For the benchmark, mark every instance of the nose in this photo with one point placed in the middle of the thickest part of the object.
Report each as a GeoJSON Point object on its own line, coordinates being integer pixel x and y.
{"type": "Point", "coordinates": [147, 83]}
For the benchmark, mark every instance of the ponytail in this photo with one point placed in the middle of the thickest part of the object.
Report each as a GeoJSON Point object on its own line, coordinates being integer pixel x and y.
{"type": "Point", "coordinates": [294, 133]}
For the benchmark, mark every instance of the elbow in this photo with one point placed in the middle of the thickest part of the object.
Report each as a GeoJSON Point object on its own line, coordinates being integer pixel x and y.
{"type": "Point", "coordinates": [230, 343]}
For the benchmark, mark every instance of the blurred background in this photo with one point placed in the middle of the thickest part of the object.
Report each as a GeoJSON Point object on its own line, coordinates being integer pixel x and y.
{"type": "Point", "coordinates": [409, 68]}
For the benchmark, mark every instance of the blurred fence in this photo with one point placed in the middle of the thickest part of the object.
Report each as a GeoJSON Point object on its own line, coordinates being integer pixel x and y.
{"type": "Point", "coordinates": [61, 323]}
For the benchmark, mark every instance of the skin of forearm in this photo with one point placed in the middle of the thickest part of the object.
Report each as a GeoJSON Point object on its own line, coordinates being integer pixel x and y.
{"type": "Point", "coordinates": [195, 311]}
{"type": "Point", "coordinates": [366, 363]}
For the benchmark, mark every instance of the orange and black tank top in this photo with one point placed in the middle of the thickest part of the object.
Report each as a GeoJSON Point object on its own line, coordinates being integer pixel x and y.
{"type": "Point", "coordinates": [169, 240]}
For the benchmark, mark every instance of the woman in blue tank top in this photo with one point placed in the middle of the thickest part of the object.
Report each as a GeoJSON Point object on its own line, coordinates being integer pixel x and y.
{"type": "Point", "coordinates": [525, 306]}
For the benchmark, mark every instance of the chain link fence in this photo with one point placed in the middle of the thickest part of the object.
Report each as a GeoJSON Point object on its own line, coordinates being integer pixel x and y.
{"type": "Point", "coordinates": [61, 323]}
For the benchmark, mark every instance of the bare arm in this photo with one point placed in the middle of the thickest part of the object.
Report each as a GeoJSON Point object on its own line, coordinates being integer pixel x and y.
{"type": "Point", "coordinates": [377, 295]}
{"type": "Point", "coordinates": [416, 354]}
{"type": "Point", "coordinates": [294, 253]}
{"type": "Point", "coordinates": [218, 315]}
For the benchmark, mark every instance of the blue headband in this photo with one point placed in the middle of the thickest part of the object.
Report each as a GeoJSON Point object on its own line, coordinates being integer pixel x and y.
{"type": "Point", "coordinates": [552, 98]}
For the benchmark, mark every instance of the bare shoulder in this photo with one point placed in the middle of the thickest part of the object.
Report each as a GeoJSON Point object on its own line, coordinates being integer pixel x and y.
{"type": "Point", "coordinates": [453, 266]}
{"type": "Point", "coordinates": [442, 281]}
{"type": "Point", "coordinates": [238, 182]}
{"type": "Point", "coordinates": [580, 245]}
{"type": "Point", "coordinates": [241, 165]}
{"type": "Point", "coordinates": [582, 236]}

- **Problem statement**
Please repeat the listing above in full and exactly.

- **The result**
For the benchmark, mark every instance of the nose in this photo with one point placed in the middle of the thickest part of the object.
Report each as a GeoJSON Point object on its own line, coordinates being integer pixel x and y.
{"type": "Point", "coordinates": [147, 83]}
For the benchmark, mark every instance of the ponytail in this photo with one point placed in the middle of the thickest part of the object.
Report each as a GeoJSON Point object on its own line, coordinates being integer pixel x and y.
{"type": "Point", "coordinates": [294, 133]}
For the benchmark, mark every instance of the elbow in this photo with one point placed in the middle of the thickest part of the object.
Report each as a GeoJSON Point object on its own line, coordinates being integer pixel x and y.
{"type": "Point", "coordinates": [230, 343]}
For the benchmark, mark every instance of the blurred background in this photo with one point placed in the middle of the thickest part of the object.
Report each as a GeoJSON Point object on its own line, coordinates being integer pixel x and y.
{"type": "Point", "coordinates": [409, 68]}
For the benchmark, mark every instance of the blurred fence in this photo with one point placed in the middle of the thickest part of the object.
Report each as a GeoJSON Point object on its own line, coordinates being integer pixel x and y.
{"type": "Point", "coordinates": [61, 323]}
For the benchmark, mark every instance of the skin of forearm in this photo with one point placed in the middle of the thickest part of the object.
Report each as a GeoJSON Point object on its own line, coordinates being integer pixel x and y.
{"type": "Point", "coordinates": [195, 311]}
{"type": "Point", "coordinates": [366, 363]}
For the benchmark, mark every instance of the orange and black tank top in this photo with one point placed in the middle of the thickest part of the object.
Report each as a GeoJSON Point object on its own line, coordinates being integer pixel x and y.
{"type": "Point", "coordinates": [169, 240]}
For the benchmark, mark every instance of the woman in blue tank top in this photo with one point placed in the middle of the thickest part of the object.
Report each as a GeoJSON Point object on its own line, coordinates being integer pixel x and y.
{"type": "Point", "coordinates": [525, 306]}
For the benchmark, mark every instance of the chain link fence in this photo with one point placed in the middle of the thickest part of the object.
Report each as a GeoJSON Point object on its own line, coordinates being integer pixel x and y.
{"type": "Point", "coordinates": [61, 323]}
For the benchmark, mark every instance of the bare arm in this photo with one point placed in the middle of the thickest part of the object.
Report each as a GeoJSON Point object on its own line, coordinates being integer pixel x and y.
{"type": "Point", "coordinates": [377, 295]}
{"type": "Point", "coordinates": [416, 354]}
{"type": "Point", "coordinates": [294, 253]}
{"type": "Point", "coordinates": [218, 315]}
For the benchmark, mark every instance of the blue headband in this photo with one point placed in the middle of the thickest part of the object.
Report each as a GeoJSON Point object on its own line, coordinates being integer pixel x and y.
{"type": "Point", "coordinates": [552, 98]}
For the benchmark, mark every instance of the bare shoulder in this photo with one point placed in the middle of the thickest part of the object.
Report each as a GeoJSON Point object on its own line, coordinates being integer pixel x and y.
{"type": "Point", "coordinates": [453, 266]}
{"type": "Point", "coordinates": [442, 281]}
{"type": "Point", "coordinates": [238, 182]}
{"type": "Point", "coordinates": [580, 245]}
{"type": "Point", "coordinates": [241, 165]}
{"type": "Point", "coordinates": [582, 236]}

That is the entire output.